• TASK GOAL:
Carry over every line of the entries below, from the line containing "section listed here." down through the end of the entries, including the lines that ask for points, and add 90 to each coordinate in the answers.

|---|

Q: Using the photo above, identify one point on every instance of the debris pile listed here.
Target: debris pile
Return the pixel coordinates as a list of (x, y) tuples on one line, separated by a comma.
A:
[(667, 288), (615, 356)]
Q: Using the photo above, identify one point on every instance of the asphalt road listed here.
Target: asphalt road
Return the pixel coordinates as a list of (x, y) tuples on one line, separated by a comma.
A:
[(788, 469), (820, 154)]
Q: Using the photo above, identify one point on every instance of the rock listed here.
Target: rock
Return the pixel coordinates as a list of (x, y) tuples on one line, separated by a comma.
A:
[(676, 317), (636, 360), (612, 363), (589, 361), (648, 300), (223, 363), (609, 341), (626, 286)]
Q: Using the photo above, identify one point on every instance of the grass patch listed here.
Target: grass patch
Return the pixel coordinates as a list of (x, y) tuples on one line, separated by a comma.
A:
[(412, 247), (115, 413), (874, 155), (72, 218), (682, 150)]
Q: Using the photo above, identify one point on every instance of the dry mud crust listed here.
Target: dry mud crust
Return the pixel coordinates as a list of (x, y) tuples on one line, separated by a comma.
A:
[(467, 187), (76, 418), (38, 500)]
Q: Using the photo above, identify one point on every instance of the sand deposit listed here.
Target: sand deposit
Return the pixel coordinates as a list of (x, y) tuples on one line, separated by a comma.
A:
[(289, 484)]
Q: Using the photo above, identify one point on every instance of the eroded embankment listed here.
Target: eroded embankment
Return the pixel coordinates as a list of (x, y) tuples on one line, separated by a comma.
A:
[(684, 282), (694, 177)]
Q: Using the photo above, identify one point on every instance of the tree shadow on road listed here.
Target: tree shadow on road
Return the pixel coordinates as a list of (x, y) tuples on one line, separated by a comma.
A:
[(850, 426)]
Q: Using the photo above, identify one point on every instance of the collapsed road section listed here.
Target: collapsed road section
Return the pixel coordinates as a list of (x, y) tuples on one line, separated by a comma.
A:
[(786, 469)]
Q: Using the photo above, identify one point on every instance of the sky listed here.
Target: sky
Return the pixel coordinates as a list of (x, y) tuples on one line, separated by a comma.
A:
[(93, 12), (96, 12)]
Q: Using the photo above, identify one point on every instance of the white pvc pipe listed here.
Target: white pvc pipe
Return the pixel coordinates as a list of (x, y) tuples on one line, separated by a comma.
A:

|---|

• THE COMPLETED TASK:
Q: Using the photo above, identify one point on every instance of the collapsed road section listed here.
Target: collapsed road section
Return the pixel coordinates as a list of (x, y) tuples on one line, separated by a comma.
A:
[(876, 559)]
Q: Using the photo above, identify one point on every instance of the sky listed here.
Target: sky
Return the pixel coordinates as a list of (x, y) tuples on one line, separated by a comma.
A:
[(183, 102), (186, 102)]
Q: Using the photo above, identify one point on every instance of the white pvc pipe listed here.
Target: white pvc pipe
Return the pixel coordinates as a list of (x, y) tuples on one line, separated by a comma.
A:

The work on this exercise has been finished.